Records from a data source
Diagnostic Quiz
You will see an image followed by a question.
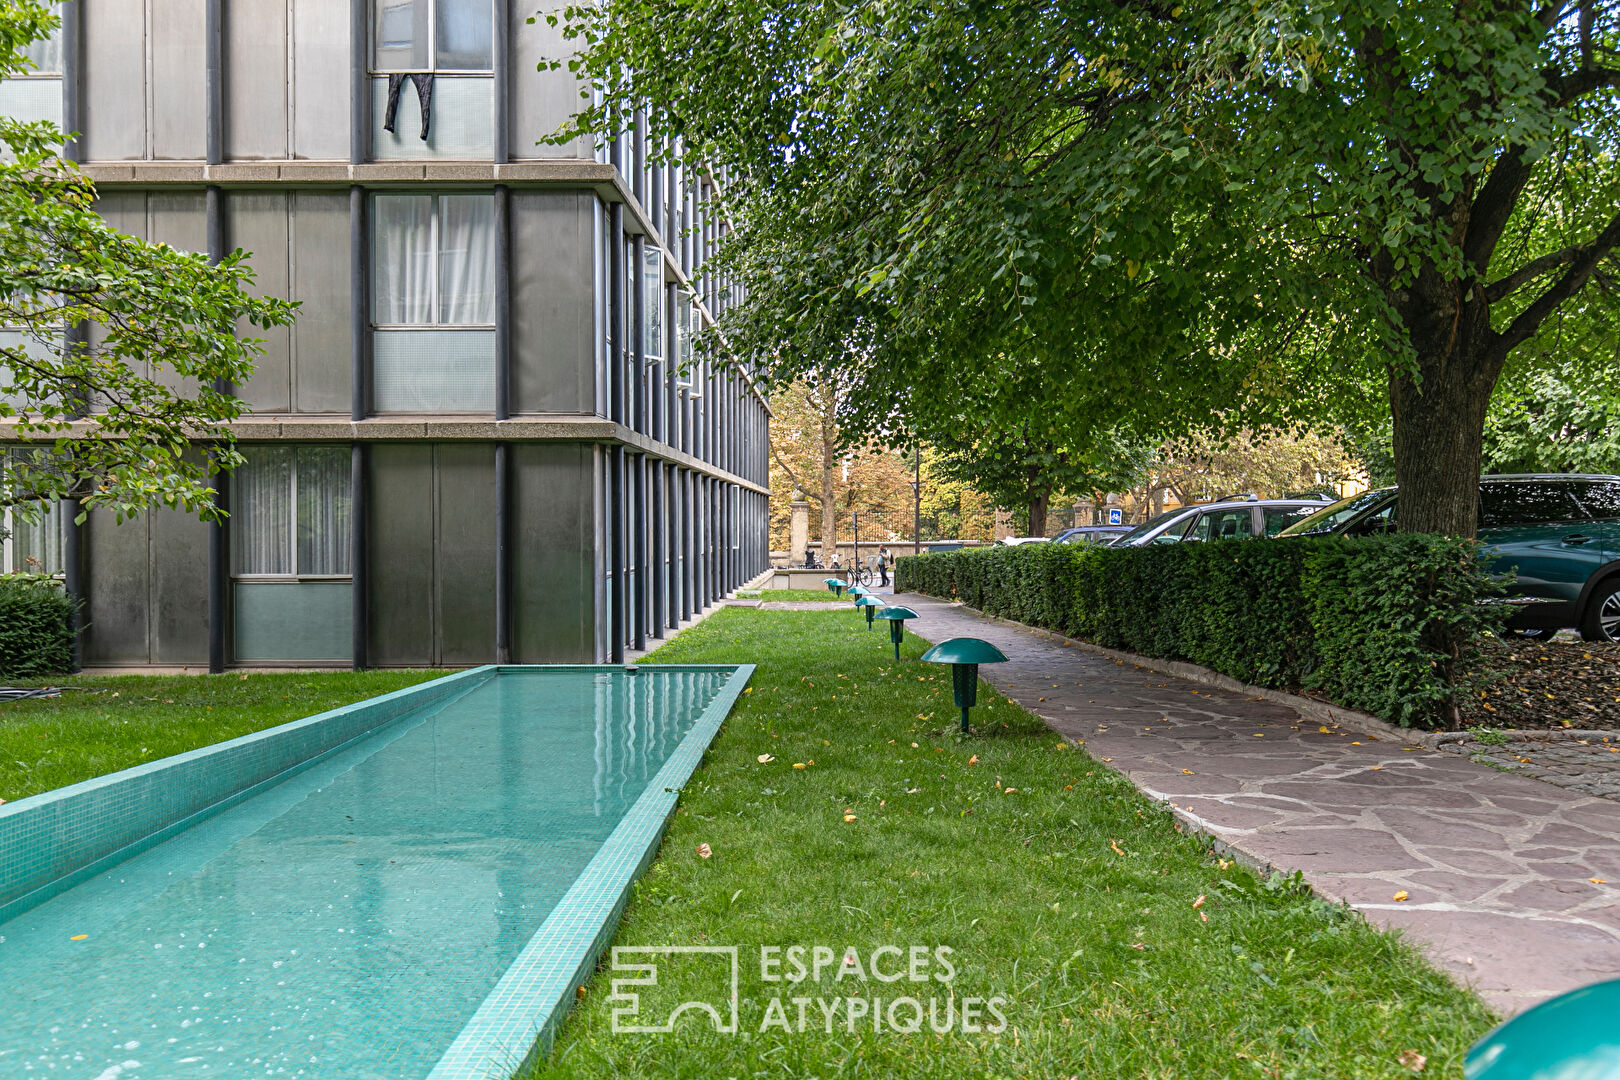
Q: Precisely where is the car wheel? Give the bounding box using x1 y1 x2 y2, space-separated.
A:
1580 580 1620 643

* * *

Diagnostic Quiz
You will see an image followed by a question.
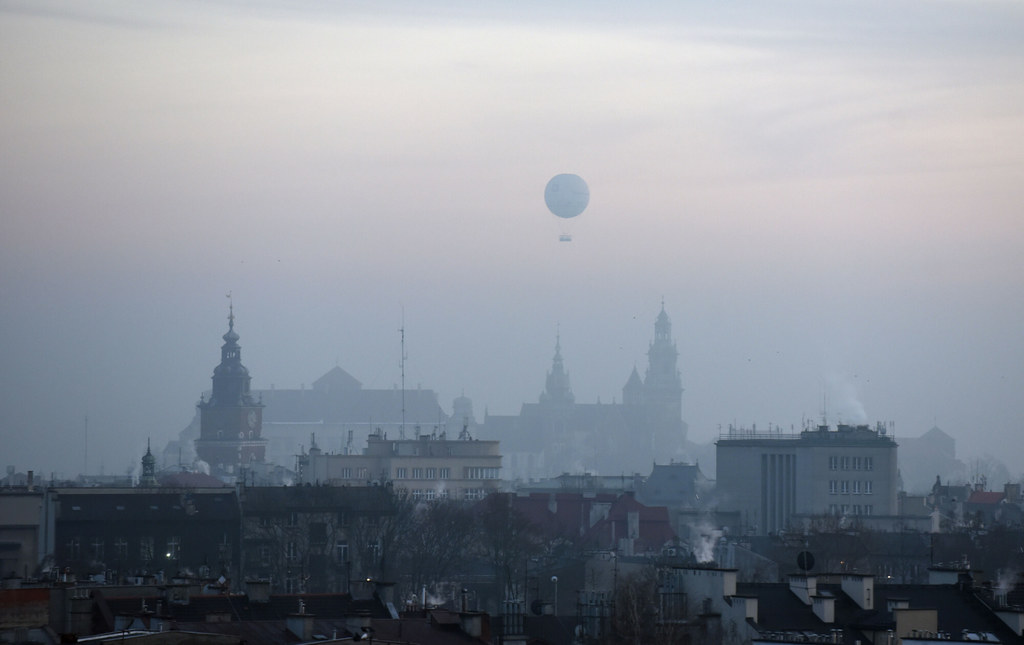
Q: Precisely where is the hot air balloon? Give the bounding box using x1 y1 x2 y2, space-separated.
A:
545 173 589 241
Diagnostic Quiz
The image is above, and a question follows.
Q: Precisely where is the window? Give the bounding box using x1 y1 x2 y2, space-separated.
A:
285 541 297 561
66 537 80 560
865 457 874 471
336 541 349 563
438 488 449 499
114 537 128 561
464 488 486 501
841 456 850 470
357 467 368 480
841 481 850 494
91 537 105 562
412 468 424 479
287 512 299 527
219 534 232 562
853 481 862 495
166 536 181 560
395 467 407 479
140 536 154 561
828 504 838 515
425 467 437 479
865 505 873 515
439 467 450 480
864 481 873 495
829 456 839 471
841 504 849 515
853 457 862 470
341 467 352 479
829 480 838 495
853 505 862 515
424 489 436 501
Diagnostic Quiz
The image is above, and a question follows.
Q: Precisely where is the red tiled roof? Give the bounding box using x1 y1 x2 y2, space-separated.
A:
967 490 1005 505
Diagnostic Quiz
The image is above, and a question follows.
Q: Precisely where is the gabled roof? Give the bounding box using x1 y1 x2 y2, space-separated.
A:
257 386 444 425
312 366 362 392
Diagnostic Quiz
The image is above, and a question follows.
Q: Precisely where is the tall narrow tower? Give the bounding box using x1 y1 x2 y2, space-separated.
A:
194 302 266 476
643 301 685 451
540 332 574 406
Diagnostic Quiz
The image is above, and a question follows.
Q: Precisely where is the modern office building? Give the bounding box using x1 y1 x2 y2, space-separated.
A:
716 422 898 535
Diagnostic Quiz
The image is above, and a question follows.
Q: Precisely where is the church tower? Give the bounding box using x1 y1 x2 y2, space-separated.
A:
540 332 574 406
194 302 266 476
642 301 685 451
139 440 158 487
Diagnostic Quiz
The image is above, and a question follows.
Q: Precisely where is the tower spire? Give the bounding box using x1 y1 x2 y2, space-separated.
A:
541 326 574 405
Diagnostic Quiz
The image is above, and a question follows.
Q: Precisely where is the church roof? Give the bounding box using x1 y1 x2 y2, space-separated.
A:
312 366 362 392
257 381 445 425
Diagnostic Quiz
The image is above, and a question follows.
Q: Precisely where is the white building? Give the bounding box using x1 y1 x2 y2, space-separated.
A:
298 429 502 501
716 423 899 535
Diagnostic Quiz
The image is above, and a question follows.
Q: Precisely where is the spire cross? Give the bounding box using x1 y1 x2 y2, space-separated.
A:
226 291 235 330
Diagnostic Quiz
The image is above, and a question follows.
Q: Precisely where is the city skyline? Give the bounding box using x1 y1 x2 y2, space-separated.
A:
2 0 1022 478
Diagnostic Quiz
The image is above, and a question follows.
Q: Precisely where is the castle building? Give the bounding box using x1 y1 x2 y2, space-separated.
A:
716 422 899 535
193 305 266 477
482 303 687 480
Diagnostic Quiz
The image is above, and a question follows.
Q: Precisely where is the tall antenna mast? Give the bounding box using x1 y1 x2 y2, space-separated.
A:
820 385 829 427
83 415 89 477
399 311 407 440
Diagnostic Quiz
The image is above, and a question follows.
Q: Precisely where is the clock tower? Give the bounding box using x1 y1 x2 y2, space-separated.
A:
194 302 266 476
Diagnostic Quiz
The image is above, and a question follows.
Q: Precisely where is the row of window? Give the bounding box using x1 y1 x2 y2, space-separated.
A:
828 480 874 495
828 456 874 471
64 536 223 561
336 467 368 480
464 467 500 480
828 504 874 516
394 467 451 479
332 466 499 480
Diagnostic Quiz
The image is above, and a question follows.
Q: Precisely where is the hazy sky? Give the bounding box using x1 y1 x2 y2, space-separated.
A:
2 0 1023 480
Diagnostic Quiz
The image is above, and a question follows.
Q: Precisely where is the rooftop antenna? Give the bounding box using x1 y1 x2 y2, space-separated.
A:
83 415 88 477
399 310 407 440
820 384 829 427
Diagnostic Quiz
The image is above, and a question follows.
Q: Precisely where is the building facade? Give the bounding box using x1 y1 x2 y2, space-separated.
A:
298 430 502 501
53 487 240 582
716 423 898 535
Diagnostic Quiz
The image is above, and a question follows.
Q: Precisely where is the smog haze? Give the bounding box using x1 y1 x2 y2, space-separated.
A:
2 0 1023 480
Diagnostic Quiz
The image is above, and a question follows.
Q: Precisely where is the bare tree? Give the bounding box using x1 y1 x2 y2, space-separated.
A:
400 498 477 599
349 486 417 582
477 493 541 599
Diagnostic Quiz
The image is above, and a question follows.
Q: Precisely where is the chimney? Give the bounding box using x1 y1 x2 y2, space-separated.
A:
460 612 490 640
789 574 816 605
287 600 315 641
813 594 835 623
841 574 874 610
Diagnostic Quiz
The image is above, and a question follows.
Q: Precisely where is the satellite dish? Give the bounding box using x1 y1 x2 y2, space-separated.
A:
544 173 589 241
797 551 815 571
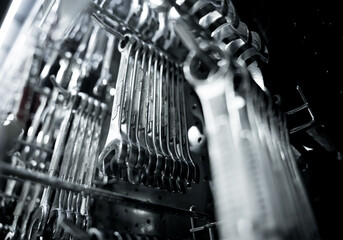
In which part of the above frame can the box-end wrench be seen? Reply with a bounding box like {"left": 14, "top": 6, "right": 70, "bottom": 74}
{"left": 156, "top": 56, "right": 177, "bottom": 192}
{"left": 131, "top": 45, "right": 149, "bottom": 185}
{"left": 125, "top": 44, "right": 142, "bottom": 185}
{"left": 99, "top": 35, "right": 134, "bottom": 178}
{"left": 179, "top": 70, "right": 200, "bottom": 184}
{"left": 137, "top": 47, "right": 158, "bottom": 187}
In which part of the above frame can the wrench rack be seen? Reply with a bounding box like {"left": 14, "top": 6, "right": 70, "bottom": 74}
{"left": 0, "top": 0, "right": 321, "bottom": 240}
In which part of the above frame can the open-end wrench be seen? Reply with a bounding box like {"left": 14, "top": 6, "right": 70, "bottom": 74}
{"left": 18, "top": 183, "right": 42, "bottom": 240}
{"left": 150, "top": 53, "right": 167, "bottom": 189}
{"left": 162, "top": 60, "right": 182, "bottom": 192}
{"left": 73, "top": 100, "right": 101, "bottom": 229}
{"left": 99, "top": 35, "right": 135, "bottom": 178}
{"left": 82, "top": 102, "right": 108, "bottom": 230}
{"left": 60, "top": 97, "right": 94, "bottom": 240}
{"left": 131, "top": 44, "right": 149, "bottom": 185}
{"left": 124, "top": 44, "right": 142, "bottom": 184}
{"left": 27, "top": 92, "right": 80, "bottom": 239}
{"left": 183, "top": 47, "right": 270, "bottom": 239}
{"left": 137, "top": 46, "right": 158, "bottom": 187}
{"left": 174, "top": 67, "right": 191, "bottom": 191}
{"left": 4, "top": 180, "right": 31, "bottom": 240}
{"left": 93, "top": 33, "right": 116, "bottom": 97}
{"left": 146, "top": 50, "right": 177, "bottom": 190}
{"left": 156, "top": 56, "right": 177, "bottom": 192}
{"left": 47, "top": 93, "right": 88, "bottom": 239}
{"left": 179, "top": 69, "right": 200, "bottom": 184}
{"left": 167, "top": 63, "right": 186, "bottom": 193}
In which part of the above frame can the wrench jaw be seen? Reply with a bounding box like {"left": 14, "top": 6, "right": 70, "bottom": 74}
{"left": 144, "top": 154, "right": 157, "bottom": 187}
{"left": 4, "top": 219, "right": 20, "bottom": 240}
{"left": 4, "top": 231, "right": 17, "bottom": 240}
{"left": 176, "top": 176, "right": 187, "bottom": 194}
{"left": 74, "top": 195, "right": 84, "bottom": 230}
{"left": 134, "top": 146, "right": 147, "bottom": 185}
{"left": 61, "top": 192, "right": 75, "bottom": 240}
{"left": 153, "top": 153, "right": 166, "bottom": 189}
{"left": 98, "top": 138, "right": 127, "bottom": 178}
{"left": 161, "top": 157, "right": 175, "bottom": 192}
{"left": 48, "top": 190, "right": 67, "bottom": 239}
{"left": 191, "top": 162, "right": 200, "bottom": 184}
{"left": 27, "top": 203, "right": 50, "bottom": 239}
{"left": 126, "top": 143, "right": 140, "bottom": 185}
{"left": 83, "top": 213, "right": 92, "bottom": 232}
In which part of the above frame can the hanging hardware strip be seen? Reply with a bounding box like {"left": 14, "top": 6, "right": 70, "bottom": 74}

==

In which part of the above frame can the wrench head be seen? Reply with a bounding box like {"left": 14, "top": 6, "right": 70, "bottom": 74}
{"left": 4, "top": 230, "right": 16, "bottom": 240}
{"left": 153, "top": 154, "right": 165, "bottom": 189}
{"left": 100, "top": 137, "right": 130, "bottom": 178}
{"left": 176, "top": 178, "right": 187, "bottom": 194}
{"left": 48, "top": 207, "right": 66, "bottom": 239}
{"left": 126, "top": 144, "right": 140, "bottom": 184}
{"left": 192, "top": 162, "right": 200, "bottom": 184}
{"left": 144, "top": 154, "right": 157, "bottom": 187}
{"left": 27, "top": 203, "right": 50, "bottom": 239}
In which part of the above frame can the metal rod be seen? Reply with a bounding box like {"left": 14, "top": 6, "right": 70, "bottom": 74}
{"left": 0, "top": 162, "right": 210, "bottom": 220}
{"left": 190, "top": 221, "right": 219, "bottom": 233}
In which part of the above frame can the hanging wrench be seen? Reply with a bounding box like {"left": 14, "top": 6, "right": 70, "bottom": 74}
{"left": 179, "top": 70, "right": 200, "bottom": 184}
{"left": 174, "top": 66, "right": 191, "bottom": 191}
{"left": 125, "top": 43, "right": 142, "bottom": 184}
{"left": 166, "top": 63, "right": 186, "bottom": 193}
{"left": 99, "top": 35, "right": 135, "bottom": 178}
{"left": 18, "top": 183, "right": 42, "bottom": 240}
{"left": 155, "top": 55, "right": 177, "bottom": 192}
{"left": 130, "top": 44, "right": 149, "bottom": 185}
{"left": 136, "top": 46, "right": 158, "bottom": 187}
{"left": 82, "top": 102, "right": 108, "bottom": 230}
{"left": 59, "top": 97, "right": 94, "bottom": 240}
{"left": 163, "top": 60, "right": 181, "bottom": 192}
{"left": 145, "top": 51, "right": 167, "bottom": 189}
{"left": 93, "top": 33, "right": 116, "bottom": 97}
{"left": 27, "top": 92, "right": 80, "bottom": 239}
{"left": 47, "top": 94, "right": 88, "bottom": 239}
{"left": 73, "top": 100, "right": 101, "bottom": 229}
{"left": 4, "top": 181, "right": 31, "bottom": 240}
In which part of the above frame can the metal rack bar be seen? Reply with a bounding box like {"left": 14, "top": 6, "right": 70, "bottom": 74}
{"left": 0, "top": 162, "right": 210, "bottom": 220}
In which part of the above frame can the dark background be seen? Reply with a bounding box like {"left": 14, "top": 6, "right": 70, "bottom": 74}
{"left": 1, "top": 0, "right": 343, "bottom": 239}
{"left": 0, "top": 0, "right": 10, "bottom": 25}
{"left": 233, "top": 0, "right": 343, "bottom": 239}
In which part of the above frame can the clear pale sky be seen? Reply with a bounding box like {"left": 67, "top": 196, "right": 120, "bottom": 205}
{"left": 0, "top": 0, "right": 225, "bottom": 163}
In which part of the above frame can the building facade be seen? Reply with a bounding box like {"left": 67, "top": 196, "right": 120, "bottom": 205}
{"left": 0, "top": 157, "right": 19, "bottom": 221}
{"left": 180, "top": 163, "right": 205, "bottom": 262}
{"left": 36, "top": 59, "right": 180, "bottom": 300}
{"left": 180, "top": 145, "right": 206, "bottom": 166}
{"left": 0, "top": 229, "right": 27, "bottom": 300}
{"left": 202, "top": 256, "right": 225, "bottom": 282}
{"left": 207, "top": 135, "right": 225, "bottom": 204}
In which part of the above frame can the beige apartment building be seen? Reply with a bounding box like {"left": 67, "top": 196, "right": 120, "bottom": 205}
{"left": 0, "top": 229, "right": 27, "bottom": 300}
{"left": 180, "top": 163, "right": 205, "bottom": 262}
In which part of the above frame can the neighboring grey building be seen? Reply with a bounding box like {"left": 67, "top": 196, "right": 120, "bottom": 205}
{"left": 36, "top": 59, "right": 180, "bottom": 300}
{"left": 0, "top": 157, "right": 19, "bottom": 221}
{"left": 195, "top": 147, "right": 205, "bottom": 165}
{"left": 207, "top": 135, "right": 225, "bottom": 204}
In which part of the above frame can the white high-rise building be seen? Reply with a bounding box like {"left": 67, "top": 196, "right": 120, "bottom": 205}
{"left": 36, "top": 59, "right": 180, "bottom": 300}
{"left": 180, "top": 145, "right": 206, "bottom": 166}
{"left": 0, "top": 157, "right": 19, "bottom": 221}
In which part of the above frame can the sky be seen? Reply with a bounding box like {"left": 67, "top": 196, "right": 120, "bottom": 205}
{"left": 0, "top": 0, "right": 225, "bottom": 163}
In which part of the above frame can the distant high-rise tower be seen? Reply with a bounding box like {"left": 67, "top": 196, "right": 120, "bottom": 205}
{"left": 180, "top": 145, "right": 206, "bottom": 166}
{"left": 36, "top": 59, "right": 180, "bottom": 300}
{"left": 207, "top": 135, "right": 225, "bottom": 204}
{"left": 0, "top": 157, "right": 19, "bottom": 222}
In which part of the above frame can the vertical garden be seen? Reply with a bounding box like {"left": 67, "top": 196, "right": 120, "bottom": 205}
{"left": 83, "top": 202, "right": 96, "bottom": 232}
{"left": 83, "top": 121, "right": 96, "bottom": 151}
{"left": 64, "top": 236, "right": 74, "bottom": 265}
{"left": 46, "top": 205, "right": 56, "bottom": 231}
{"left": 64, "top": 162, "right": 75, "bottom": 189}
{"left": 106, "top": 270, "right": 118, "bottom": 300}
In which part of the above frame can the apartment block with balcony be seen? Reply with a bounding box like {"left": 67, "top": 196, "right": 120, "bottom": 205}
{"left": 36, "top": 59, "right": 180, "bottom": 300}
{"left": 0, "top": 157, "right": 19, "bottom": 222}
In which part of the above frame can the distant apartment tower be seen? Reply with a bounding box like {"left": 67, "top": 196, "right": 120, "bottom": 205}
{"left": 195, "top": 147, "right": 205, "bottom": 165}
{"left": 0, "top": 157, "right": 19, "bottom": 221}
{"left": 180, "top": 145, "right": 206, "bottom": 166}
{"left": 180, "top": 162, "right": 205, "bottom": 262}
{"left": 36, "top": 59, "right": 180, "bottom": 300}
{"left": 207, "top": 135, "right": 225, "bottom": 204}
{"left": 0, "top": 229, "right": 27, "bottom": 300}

WHAT IS BEING ASKED: Return all lines from the entries that contain the string "church".

SOLUTION BELOW:
Q: Precisely where is the church tower? Give the bounding box using x1 y1 x2 y2, space-separated.
Q: Precisely where is the church roof? Give the bounding box using x1 y1 x2 y2, space-separated.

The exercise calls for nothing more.